Document excerpt:
☆ ☆ ☆
Rosanna Xia: Yes. The coast itself is fascinating. Right. It’s the very edge where land meets ocean, and there is an inherent tension between land and sea, but it’s also kind of. There’s this dance. And someone was saying the other day, it feels like the marriage of the two beyond all that. So often when I talk to people today, so many people still think about the coast, think of the coast as static, as, a place that doesn’t move, as a place that we visit and we recreate on, and we go to the beach and we expect it to be the same every time we go back. But the beach itself is actually a process, and it is this dance and marriage between land and ocean.
And I would say I was also guilty of thinking about the coast as more of a static place when I first moved to California. But it can truly be mind expanding to start just thinking about the coastline as an ever moving line in the know, rather than as something that we can fix in place and expect to be there. You know, the thing is, the coast is meant to, you know, our built environment has blinded us to this very basic truth. But if you stand on the beach for one afternoon, really slow down and pay attention and look at the tideline. That tideline is different every time the wave crashes onto shore. Right. And this line in the sand, I use this term a lot. This line in the sand, so to speak, is not supposed to be fixed. Yet we’ve tried to impose permanence onto this inherently impermanent landscape, whether it’s with Pacific Coast highway or sea walls or entire neighborhoods built right on the sand. And that’s truly at the heart of this conflict that we’re having and we’re facing right now in terms of what it means to face sea level rise going into the future.
Jack Eidt: Yeah, we’ve gotten ourselves into a massive problem here, and it is really sea level rise. How’s it going to look? I mean, a lot of people don’t really think, well, they think, well, it’s a lot worse. If you’re on the Pacific Islands or, even on the east coast, it’s much worse. California, it’s not so bad. what’s California looking for? Looking, can they look forward to at the coast as well as how is this an effect of our global climate? Cris?
Rosanna Xia: Yeah, I mean, sea level rise is both a global issue and also a micro issue for every community that is living on this edge between land and ocean. And a couple of thoughts here. First, on a very high level, I find it helpful to remind folks that sea level rise, in many ways, is the heart of climate change. I mean, we focus so much on carbon emissions, on land and air and air quality and stuff like that, but the ocean has absorbed more than 90% of the excess heat from the excess carbon emissions that we have emitted since the Industrial Revolution. The ocean is a huge producer of the oxygen that we breathe in this world. And so, put real simply, the ocean is getting hotter as a direct result of all of the excess carbon emissions that we’re putting into the atmosphere. And warm water expands and takes up more space and takes up more volume.
☆ ☆ ☆
Goal of the exercise: Copy the stretch of the coast conversation above from "Rosanna Xia: Yes." through "marriage between land and ocean." word for word.
☆ ☆ ☆
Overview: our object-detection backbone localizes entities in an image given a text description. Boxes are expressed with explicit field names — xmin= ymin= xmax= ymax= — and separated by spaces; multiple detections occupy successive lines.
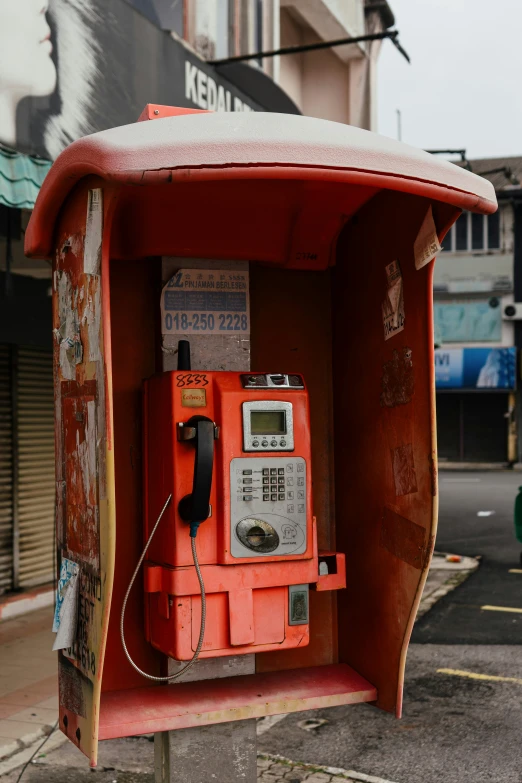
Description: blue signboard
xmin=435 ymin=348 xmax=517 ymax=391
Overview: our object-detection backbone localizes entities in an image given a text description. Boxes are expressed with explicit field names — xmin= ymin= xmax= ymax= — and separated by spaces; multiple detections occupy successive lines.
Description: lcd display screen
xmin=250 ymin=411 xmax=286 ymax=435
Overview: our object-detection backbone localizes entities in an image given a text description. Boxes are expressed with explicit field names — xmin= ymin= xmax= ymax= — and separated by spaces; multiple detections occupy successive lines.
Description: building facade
☆ ☆ ☆
Exercise response:
Rosanna Xia: Yes. The coast itself is fascinating. Right. It’s the very edge where land meets ocean, and there is an inherent tension between land and sea, but it’s also kind of. There’s this dance. And someone was saying the other day, it feels like the marriage of the two beyond all that. So often when I talk to people today, so many people still think about the coast, think of the coast as static, as, a place that doesn’t move, as a place that we visit and we recreate on, and we go to the beach and we expect it to be the same every time we go back. But the beach itself is actually a process, and it is this dance and marriage between land and ocean.